— START OF Record extracts —

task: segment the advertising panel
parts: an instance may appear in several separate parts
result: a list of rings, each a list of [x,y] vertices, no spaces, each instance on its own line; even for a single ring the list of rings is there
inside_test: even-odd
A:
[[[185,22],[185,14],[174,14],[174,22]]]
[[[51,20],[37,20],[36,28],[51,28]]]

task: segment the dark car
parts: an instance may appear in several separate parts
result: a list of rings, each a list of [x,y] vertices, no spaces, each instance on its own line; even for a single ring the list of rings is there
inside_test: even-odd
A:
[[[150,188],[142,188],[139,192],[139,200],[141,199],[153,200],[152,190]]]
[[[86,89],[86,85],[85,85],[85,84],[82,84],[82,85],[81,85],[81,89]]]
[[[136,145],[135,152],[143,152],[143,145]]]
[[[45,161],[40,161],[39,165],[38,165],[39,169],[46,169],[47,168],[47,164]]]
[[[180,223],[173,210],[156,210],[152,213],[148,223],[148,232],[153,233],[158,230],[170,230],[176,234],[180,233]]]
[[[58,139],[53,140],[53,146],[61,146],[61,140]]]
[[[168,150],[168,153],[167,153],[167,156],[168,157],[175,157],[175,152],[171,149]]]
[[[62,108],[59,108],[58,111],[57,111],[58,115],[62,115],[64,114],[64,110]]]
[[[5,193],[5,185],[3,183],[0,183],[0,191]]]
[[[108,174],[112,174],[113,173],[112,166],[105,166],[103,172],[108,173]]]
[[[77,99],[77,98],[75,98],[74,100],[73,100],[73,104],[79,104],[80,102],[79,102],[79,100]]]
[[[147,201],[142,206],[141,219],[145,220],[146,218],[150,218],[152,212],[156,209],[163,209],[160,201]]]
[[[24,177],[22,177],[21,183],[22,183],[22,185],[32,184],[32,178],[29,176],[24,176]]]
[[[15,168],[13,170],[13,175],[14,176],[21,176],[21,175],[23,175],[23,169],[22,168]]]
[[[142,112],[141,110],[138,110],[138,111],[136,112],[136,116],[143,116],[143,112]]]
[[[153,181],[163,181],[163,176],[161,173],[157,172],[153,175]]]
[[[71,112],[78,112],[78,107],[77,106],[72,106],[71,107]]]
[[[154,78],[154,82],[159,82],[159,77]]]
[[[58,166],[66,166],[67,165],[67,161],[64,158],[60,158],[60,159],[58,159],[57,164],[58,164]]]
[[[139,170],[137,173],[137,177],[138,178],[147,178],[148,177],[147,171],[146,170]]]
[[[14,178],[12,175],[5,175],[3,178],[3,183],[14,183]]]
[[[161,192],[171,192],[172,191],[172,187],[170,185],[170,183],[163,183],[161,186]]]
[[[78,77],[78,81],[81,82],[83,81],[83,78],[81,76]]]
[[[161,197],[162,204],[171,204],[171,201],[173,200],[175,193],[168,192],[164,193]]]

— END OF Record extracts —

Given request = Please rewrite every one of the entries, swapping "even-odd" for "nonzero" and keeping all other text unchanged.

Written reply =
task: segment the advertising panel
parts: an instance may appear in several separate parts
result: a list of rings, each a list of [x,y] vertices, no spaces, each instance on its own line; even for a single ring the list of rings is there
inside_test: nonzero
A:
[[[185,22],[185,14],[174,14],[174,22]]]
[[[51,20],[37,20],[36,28],[51,28]]]

task: segment the dark car
parts: an instance may appear in several separate parts
result: a list of rings, each a list of [x,y] vertices, no spaces, each instance on its own line; even for a single ring the list of rings is there
inside_test: nonzero
A:
[[[150,188],[142,188],[139,192],[139,200],[141,199],[153,200],[152,190]]]
[[[86,89],[86,85],[85,85],[85,84],[82,84],[82,85],[81,85],[81,89]]]
[[[136,145],[135,152],[143,152],[143,145]]]
[[[45,161],[40,161],[39,165],[38,165],[39,169],[46,169],[47,168],[47,164]]]
[[[180,223],[173,210],[156,210],[152,213],[148,223],[148,232],[153,233],[158,230],[170,230],[176,234],[180,233]]]
[[[58,139],[53,140],[53,146],[61,146],[61,140]]]
[[[168,150],[168,153],[167,153],[167,156],[168,157],[175,157],[175,152],[171,149]]]
[[[62,108],[59,108],[58,111],[57,111],[58,115],[62,115],[64,114],[64,110]]]
[[[5,193],[5,185],[3,183],[0,183],[0,191]]]
[[[108,174],[112,174],[113,173],[112,166],[105,166],[103,172],[108,173]]]
[[[77,99],[77,98],[75,98],[74,100],[73,100],[73,104],[79,104],[80,102],[79,102],[79,100]]]
[[[147,201],[142,206],[141,219],[145,220],[146,218],[150,218],[152,212],[156,209],[163,209],[160,201]]]
[[[24,177],[22,177],[21,183],[22,183],[22,185],[32,184],[32,178],[29,176],[24,176]]]
[[[15,168],[13,170],[13,175],[14,176],[21,176],[21,175],[23,175],[23,169],[22,168]]]
[[[142,112],[141,110],[138,110],[138,111],[136,112],[136,116],[143,116],[143,112]]]
[[[153,181],[163,181],[163,176],[161,173],[157,172],[153,175]]]
[[[71,112],[78,112],[78,107],[77,106],[72,106],[71,107]]]
[[[154,78],[154,82],[159,82],[159,77]]]
[[[58,166],[66,166],[67,165],[67,161],[64,158],[60,158],[60,159],[58,159],[57,164],[58,164]]]
[[[139,170],[137,173],[137,177],[138,178],[147,178],[148,177],[147,171],[146,170]]]
[[[14,178],[12,175],[5,175],[3,178],[3,183],[14,183]]]
[[[161,192],[171,192],[172,191],[172,187],[170,185],[170,183],[163,183],[161,186]]]
[[[78,77],[78,81],[81,82],[83,81],[83,78],[81,76]]]
[[[161,197],[162,204],[171,204],[171,201],[173,200],[175,193],[168,192],[164,193]]]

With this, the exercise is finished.